• [Task brief]: Could you find each line of the data below that contains the word "negative" and copy those lines?

=== Begin Enclosure ===

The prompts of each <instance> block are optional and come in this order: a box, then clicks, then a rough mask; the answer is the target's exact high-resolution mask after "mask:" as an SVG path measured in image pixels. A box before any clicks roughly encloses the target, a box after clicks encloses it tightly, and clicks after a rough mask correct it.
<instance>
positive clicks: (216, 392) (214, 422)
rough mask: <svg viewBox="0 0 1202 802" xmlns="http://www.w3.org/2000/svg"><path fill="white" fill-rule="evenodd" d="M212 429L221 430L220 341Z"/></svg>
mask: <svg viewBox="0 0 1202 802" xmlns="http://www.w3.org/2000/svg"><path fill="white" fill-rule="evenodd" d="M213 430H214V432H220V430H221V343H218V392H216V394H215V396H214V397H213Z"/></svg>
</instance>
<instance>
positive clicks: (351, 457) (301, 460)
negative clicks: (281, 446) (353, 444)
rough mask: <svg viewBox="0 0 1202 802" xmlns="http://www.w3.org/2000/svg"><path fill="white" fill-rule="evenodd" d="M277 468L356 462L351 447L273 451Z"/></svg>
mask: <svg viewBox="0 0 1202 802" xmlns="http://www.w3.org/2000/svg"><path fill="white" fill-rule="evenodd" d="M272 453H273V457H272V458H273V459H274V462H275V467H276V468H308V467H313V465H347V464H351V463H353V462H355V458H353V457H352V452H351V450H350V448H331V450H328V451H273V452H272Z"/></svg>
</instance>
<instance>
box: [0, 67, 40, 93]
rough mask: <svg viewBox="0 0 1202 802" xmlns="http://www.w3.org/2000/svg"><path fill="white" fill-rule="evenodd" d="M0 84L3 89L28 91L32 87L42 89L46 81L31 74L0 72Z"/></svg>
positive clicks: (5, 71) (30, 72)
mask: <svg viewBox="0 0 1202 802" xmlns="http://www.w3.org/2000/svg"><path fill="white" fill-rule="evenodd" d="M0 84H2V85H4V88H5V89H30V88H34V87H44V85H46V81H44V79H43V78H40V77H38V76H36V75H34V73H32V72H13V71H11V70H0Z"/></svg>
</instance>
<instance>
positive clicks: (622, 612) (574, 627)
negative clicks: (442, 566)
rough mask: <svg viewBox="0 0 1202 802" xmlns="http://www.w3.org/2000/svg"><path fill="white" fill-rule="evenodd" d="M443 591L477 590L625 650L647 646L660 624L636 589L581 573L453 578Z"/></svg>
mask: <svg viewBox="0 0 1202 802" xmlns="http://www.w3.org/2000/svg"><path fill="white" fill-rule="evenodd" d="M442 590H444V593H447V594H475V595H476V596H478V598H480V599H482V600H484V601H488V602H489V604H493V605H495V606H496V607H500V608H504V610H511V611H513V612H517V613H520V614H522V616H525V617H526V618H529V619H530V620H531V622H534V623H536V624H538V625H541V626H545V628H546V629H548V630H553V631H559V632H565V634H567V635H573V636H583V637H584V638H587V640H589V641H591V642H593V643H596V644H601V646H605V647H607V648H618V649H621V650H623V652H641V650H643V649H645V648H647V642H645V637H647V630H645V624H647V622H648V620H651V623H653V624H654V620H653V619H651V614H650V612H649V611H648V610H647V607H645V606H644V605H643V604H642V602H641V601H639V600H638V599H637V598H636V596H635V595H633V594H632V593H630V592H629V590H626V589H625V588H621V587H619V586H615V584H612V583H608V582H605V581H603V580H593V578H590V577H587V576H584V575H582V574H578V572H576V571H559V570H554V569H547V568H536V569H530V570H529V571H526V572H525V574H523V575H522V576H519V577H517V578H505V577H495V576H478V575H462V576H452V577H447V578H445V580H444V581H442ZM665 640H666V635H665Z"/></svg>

=== End Enclosure ===

• [Completed task]:
negative clicks: (281, 446) (353, 444)
negative clicks: (442, 566)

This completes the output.